Texte source
Qui est Kai-Isaiah Jamal, mannequin, poète et activiste qui se lance dans la musique ?
Alors qu’iel pose, nu et fier, pour la nouvelle campagne Timberland, Numéro a rencontré l’artiste britannique Kai-Isaiah Jamal, mannequin, poète et activiste qui se lance dans la musique. Une personnalité attachante et engagée que le regretté Virgil Abloh qualifiait de voix de sa génération.
par Violaine Schütz.
Le regretté Virgil Abloh disait de Kai-Isaiah Jamal, premier mannequin noir transgenre à avoir défilé pour Louis Vuitton, qu’i.e.l était la voix de sa génération. Celui qui a grandi dans une famille de classe moyenne, à Londres, est devenu en quelques années un top prisé (il a défilé pour Burberry, Off-White, Mugler, Jean Paul Gaultier ou encore American Sabotage, le label d’A$AP Rocky) et un role model. Multipliant les prises de parole inspirantes mettant en lumière la communauté LGBT+ (en particulier les personnes transgenres) et ses combats, l’artiste âgé d’une vingtaine d’années donne de la visibilité aux êtres marginalisés, quelque soit leur sexe ou leur genre.

Données fournies
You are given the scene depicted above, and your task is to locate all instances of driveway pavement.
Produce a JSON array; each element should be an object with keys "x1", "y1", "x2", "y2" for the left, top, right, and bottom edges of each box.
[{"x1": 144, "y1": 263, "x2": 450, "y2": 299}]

Consigne 1
D'après le texte source, pour quelle maison Kai-Isaiah Jamal a-t-il été le premier mannequin noir transgenre à défiler ?
Consigne 2
Reproduisez sans modification le passage du texte source compris entre « Alors qu’iel pose, nu » et « de voix de sa génération. », bornes incluses.

Corrigé 1
Louis Vuitton.

Corrigé 2
Alors qu’iel pose, nu et fier, pour la nouvelle campagne Timberland, Numéro a rencontré l’artiste britannique Kai-Isaiah Jamal, mannequin, poète et activiste qui se lance dans la musique. Une personnalité attachante et engagée que le regretté Virgil Abloh qualifiait de voix de sa génération.